Show every line below that contains the word "Tell", copied in full. Case counts.

──────── Entries shown ────────

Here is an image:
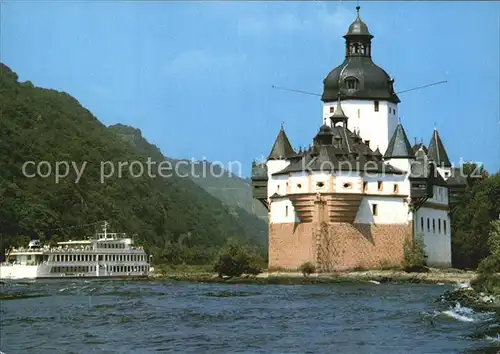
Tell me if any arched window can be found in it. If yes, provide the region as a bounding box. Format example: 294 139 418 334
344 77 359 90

────────
──────── Entries shown ────────

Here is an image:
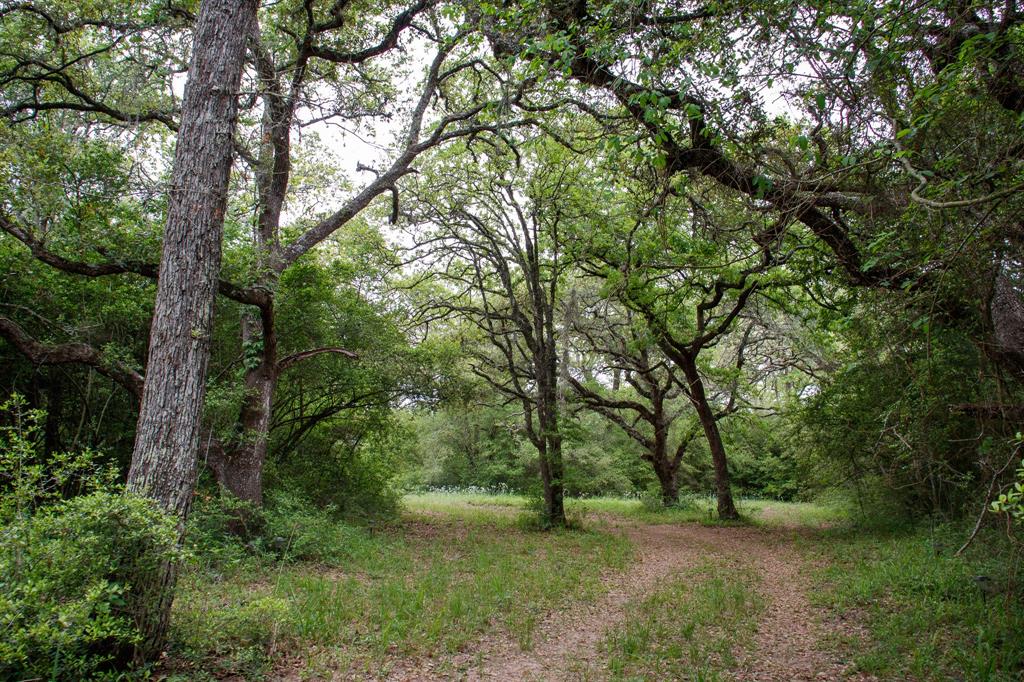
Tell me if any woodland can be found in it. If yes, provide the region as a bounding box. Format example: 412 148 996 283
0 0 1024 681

────────

• Solution to this problem:
Tell me if any arched window can be found in it. If yes, provide the region as a bounding box. Format example: 294 139 418 334
Tell me if any woodland can be found in it. If yes, provide the region as a bounding box. Format example: 412 148 996 283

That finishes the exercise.